Reproduza sem alterações a passagem do texto sobre Kibera entre "Ali a espera" e "contou à IPS.", inclusive.

TRECHO DO DOCUMENTO —
>>>

Em 2009, cerca de cinco mil pessoas do assentamento irregular de Kibera foram reassentadas em Kensup, em Soweto Oriental, uma área de Kibera, na capital do Quênia, que também virou favela. Foto: George Kebaso/IPS
Em 2009, cerca de cinco mil pessoas do assentamento irregular de Kibera foram reassentadas em Kensup, em Soweto Oriental, uma área de Kibera, na capital do Quênia, que também virou favela. Foto: George Kebaso/IPS

 

Nairóbi, Quênia, 24/7/2014 – No limite leste do assentamento informal de Kibera, na capital do Quênia, um grupo de meninos e meninas se reúne carregando grandes baldes amarelos para pegar água em uma torneira em mau estado. As altas torres cinza e bege de Soweto Oriental se elevam sobre eles. Uma garota coloca o recipiente sobre sua cabeça e volta para seu apartamento.

Ali a espera sua mãe, Hilda Olali, de 49 anos, que está varrendo o chão. Mas já está cansada. Sua família de cinco membros não tem água corrente nem eletricidade em seu apartamento de três cômodos. “Logo que chegamos desfrutávamos da vida. Mas agora está difícil porque ficamos semanas sem água e tenho que comprá-la. Mas não posso pagar”, contou à IPS.

Debaixo da janela da cozinha o lixo se acumula há seis meses. O mau cheiro rançoso dos restos impregna o apartamento o dia inteiro. Olali pensa em regressar a Kibera e trocar sua moradia de tijolo e cimento por sua velha choça de lata e barro. “No assentamento as coisas eram baratas. Quando viemos nos trouxeram como se tivéssemos condição de comprar coisas caras”, afirmou.

Há 12 anos, o Programa de Melhora do Assentamento de Kibera (Kensup) lançou seu projeto-piloto neste populoso bairro pobre. Muitos moradores sentem que o governo e o Programa das Nações Unidas para os Assentamentos Humanos (ONU-Habitat) os abandonou tão logo abriram suas portas para o que a agência multilateral deu assistência.

<<<

REGISTROS FORNECIDOS —
>>>

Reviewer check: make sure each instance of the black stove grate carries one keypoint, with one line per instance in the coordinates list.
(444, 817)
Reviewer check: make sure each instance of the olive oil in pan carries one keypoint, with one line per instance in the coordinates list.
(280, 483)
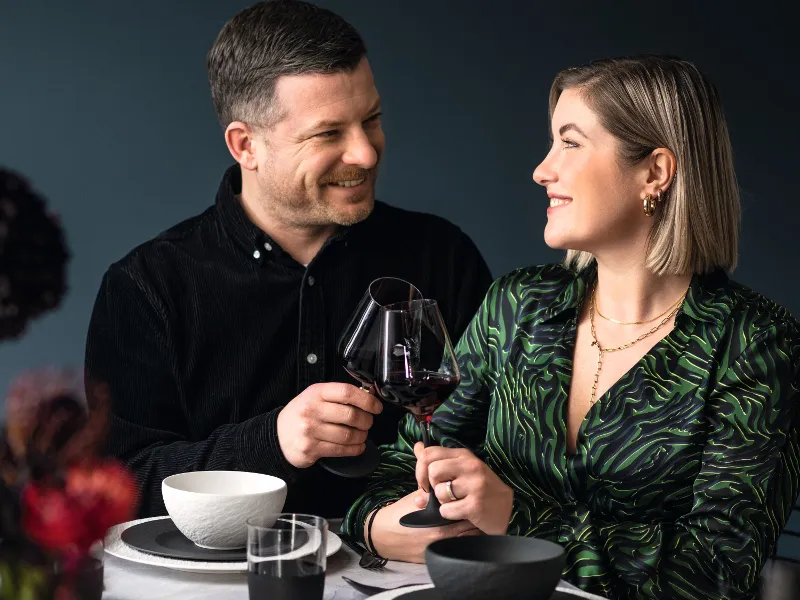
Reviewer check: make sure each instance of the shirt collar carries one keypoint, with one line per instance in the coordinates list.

<<<
>>>

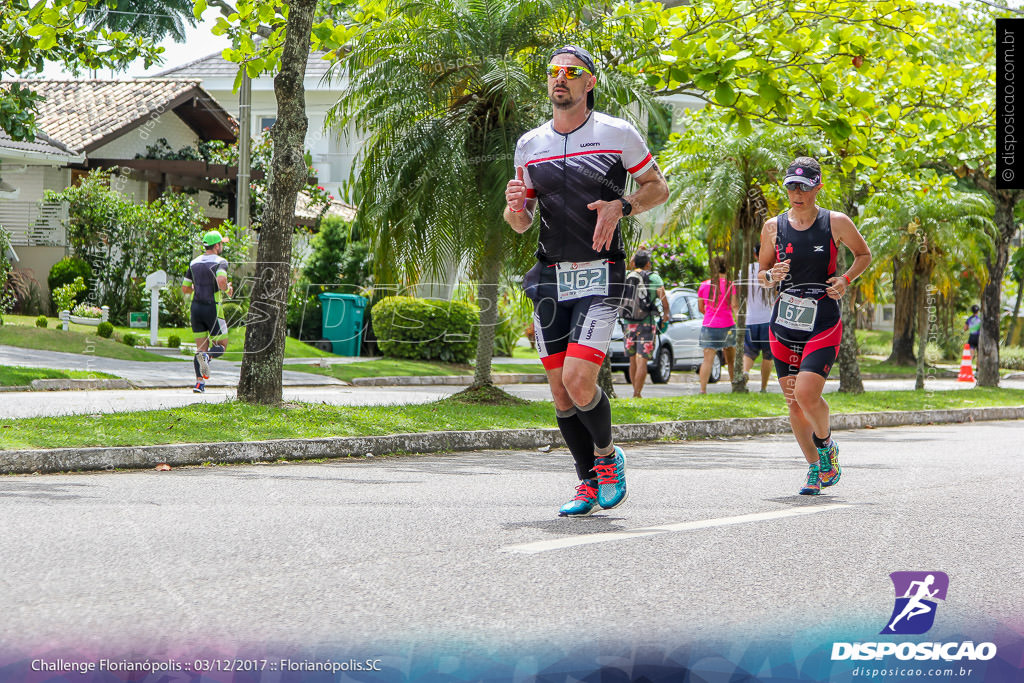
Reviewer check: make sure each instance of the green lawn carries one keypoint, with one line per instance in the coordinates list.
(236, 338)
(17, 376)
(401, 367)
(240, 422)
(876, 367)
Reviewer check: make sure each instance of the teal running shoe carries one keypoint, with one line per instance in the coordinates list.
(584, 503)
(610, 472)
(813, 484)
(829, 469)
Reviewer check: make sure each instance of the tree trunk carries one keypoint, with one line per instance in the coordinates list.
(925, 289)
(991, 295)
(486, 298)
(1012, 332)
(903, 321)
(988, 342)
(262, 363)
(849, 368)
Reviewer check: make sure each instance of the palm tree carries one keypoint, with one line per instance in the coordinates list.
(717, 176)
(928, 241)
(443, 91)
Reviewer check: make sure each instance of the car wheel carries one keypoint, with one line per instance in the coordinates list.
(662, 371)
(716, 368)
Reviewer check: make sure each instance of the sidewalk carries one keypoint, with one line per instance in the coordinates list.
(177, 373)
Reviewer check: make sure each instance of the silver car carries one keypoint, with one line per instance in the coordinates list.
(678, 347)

<<<

RESPOSTA ESPERADA —
Ali a espera sua mãe, Hilda Olali, de 49 anos, que está varrendo o chão. Mas já está cansada. Sua família de cinco membros não tem água corrente nem eletricidade em seu apartamento de três cômodos. “Logo que chegamos desfrutávamos da vida. Mas agora está difícil porque ficamos semanas sem água e tenho que comprá-la. Mas não posso pagar”, contou à IPS.